Given request –
Convert the records from the line with "Please annotate the white painted" up to and including the line with "[161,96,262,156]" into a two-column CSV with the headers instruction and boxes, one row per record. Put each record's text under instruction and its answer under boxes, each as a single quoted field with line breaks replaced by spaces.

--- Input for this task ---

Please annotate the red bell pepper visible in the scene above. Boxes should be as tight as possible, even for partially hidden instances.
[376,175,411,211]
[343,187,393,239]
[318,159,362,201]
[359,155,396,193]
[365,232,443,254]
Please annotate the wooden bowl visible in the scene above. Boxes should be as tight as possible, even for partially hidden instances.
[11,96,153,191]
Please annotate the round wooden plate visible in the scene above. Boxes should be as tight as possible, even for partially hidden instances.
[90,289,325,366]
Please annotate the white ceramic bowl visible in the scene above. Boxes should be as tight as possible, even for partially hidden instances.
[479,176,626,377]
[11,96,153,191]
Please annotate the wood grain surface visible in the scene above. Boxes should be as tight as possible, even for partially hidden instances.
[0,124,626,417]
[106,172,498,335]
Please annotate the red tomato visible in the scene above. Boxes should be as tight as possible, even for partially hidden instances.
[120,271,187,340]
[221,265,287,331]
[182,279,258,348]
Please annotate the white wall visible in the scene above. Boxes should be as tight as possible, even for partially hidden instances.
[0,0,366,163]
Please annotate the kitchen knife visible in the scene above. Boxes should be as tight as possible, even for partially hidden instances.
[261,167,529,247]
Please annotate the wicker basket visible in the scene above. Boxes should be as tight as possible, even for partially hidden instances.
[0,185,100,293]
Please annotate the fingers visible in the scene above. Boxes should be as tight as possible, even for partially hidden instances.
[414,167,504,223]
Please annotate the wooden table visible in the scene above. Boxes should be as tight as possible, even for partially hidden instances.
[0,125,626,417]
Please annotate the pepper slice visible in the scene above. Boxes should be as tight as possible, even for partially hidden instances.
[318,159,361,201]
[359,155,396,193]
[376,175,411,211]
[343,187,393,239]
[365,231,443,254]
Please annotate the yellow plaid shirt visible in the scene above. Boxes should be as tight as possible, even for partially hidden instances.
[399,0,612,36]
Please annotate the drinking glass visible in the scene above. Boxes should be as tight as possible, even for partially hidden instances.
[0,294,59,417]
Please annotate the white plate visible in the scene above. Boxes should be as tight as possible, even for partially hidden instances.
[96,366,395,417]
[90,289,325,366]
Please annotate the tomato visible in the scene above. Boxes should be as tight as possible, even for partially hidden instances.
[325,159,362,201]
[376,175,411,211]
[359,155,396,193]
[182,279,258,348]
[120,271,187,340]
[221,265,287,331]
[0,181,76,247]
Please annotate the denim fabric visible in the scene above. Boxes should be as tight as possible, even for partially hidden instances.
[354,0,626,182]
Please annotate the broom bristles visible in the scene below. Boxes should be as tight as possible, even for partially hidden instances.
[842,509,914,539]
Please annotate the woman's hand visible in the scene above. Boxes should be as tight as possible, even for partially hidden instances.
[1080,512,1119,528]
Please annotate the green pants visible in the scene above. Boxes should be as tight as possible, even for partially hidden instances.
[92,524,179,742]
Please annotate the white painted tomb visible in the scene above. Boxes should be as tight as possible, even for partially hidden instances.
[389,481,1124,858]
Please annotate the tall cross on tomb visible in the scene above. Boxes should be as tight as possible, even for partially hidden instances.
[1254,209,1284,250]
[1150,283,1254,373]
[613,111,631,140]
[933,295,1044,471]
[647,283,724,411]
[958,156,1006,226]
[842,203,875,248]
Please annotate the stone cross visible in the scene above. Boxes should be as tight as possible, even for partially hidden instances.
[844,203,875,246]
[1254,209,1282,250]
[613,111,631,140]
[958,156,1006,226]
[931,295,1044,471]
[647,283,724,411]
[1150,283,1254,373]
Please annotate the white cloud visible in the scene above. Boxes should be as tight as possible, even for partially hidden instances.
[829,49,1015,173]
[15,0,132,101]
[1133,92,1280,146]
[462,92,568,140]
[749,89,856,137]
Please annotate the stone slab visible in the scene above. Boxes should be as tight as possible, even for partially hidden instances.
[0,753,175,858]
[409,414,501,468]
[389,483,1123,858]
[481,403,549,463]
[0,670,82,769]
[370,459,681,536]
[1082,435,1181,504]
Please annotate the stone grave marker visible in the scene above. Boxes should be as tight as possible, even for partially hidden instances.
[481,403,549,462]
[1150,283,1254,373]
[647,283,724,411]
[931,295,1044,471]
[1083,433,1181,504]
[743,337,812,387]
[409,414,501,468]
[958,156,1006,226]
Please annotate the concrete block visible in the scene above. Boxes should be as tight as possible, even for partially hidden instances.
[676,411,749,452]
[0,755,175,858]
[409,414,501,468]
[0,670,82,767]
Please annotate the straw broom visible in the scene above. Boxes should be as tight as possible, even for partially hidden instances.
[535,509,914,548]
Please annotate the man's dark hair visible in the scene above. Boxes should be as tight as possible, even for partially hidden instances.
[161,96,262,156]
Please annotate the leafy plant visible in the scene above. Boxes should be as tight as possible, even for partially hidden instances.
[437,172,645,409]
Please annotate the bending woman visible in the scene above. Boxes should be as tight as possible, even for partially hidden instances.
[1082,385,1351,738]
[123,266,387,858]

---

Expected output –
instruction,boxes
"Please annotate the white painted tomb visible in the scene above. Boxes should be as tight as possible, even for partially hidden instances.","[389,481,1124,858]"
"Please annotate the tall cross on tomb visible in the scene above. Boxes should be as tight as possible, even for partially hidden instances.","[1254,209,1284,250] [1150,283,1254,373] [613,111,631,140] [933,295,1044,471] [647,283,724,411] [958,156,1006,226] [842,203,875,248]"
"Please annotate the stone cross visible in the scene above. Boxes should be as tight as possible, even for partially hidden instances.","[844,203,875,246] [1254,209,1282,250] [613,111,631,140] [958,156,1006,226] [931,295,1044,471] [647,283,724,411] [1150,283,1254,373]"
"Please annotate the white cloud visible in the scene above. Boxes should be as tight as possible, even for partially hidden instances.","[829,49,1015,173] [15,0,132,101] [1133,92,1280,146] [462,92,568,140] [749,89,856,137]"
"Please annotate the stone slab visible in the scene above. Boxes should be as tight as possible, even for partially hidden instances.","[0,753,175,858] [409,414,501,468] [389,483,1123,858] [481,403,549,463] [0,670,82,769] [370,459,681,536] [1082,435,1181,504]"
"Please annotate the stone grave marker visible in the scene above. Boxes should be as tight as possible, even for partially hidden instances.","[481,403,549,462] [1150,283,1254,373] [647,283,724,411] [931,295,1044,471] [1083,433,1181,504] [743,337,812,387] [409,414,501,468] [958,156,1006,226]"
"Please annotate the concrete block visible in the scene above. Boxes should be as tight as possible, even for partially hidden instances.","[676,411,749,452] [0,755,175,858] [409,414,501,468] [0,670,82,767]"
"Please annotate the straw broom visible in the scene above. Boxes should be as tight as possible, even for partially hidden instances.","[535,509,914,548]"
"Please annotate the man's dark hair visible in the scene above. Boxes should be as tight as possible, even for partially hidden instances.","[161,96,262,156]"